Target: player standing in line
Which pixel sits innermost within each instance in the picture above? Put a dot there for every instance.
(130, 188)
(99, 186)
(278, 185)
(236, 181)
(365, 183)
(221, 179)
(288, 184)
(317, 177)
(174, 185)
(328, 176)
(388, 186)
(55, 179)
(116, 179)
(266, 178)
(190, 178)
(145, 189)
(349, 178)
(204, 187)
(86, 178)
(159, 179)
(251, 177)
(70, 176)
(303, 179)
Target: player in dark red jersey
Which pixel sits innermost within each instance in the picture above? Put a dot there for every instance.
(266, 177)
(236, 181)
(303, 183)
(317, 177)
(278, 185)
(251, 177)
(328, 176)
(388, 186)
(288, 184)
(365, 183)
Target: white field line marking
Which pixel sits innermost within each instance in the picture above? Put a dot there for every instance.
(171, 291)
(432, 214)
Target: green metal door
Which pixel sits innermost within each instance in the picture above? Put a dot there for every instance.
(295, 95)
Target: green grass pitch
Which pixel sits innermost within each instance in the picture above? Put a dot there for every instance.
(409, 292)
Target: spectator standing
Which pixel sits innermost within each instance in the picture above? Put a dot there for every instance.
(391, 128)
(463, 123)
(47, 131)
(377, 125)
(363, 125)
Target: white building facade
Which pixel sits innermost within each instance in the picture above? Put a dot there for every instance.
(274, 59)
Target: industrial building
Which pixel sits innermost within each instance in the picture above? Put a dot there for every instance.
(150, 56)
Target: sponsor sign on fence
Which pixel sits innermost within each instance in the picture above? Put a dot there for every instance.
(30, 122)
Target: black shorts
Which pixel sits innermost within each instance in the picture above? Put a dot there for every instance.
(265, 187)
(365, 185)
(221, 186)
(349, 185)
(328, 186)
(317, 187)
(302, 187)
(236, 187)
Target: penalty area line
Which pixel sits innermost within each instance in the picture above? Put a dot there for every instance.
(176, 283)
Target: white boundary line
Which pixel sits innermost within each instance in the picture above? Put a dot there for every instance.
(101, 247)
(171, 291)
...
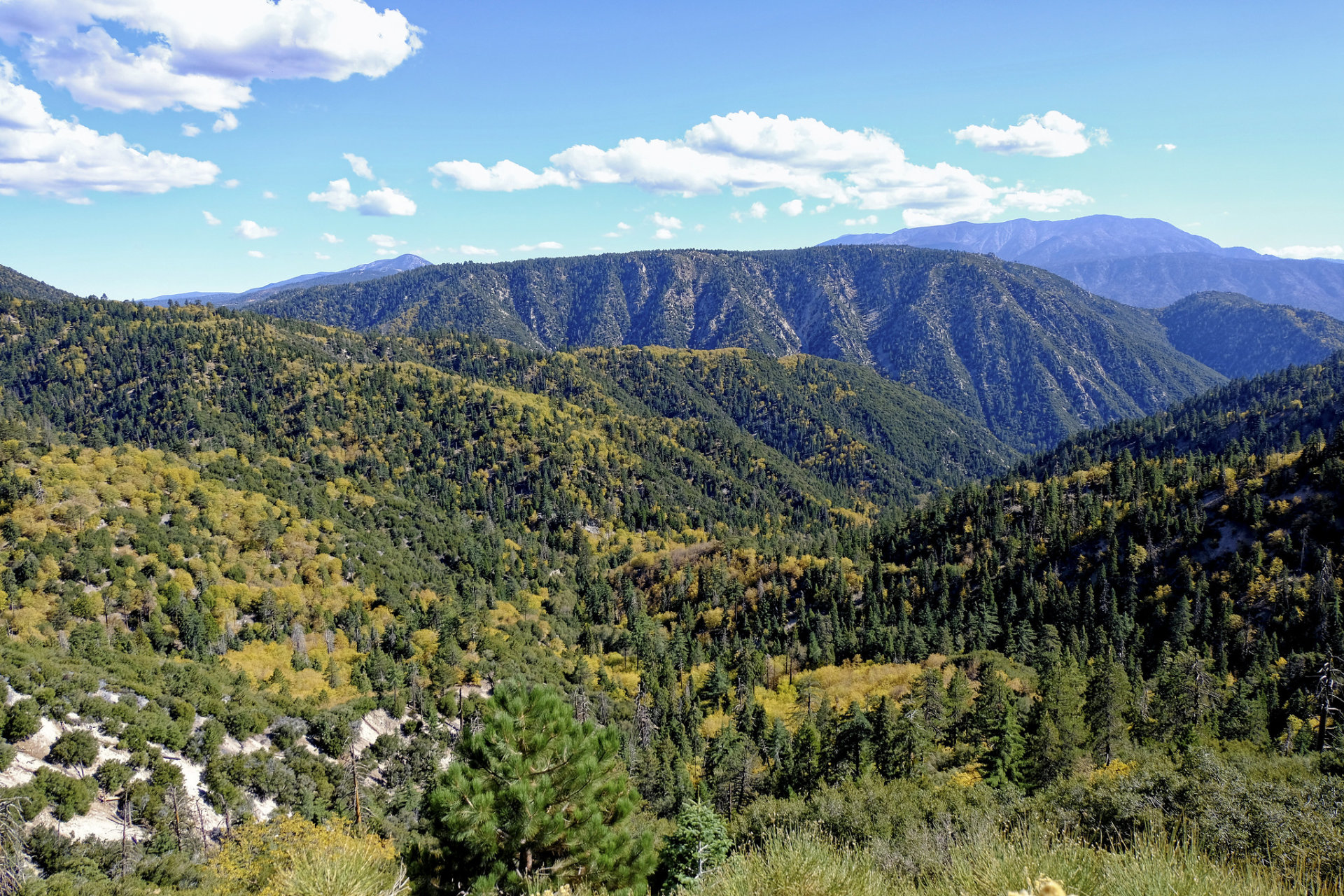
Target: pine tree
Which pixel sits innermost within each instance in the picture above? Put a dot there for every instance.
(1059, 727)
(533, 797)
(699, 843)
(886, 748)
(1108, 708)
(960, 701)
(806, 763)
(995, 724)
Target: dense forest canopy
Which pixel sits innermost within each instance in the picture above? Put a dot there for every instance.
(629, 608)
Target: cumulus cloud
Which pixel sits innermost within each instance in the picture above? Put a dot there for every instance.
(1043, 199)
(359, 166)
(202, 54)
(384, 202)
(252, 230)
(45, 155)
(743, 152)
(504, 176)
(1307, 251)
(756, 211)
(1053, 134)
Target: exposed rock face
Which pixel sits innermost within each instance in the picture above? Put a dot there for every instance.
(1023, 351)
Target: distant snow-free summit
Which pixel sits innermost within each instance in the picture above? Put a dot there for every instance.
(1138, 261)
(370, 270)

Brief: Go through the material above and output exactly the lines from the one containing "Target: player standing in line" through the one containing "Target: black shorts".

Reply to the exercise:
Target: player standing in line
Which pixel sits innermost within each instance in the picture above? Put a dot there for every instance.
(130, 188)
(99, 186)
(278, 185)
(236, 181)
(365, 183)
(221, 179)
(288, 184)
(317, 177)
(174, 185)
(328, 176)
(388, 186)
(55, 179)
(116, 179)
(266, 178)
(190, 178)
(145, 189)
(349, 178)
(204, 187)
(86, 178)
(159, 179)
(251, 177)
(70, 176)
(303, 179)
Target: player in dark red jersey
Which pixel sits innermost within each instance in the picture above? Put a dot there for every instance.
(266, 177)
(236, 181)
(303, 183)
(317, 177)
(278, 185)
(251, 177)
(328, 176)
(388, 186)
(288, 184)
(365, 183)
Target: white field line marking
Which pixel sits innermost within each instance in the picture above? Put a dot there for every instance.
(171, 291)
(432, 214)
Target: green metal door
Which pixel sits innermost within each instance in the picture above? Put a dot there for every instance.
(295, 95)
Target: green grass pitch
Which pixel sits innermost within each instance in the picture above? Put a dot there for every instance.
(409, 292)
Target: spectator standing
Which pixel sits innermost within each instance in the picture above? Put a dot there for every instance.
(391, 128)
(463, 123)
(47, 131)
(377, 125)
(363, 125)
Target: white building facade
Which pixel sits innermost within each instance in the picture above? Put a dot there for every instance.
(274, 59)
Target: industrial building
Which pixel sits innermost within each instance in the picture above? Put a dot there for every instance.
(150, 56)
Target: sponsor sign on fence
Which pixel sits innermost within each instance in the picture above? Put a dot there for every instance.
(30, 122)
Target: black shorts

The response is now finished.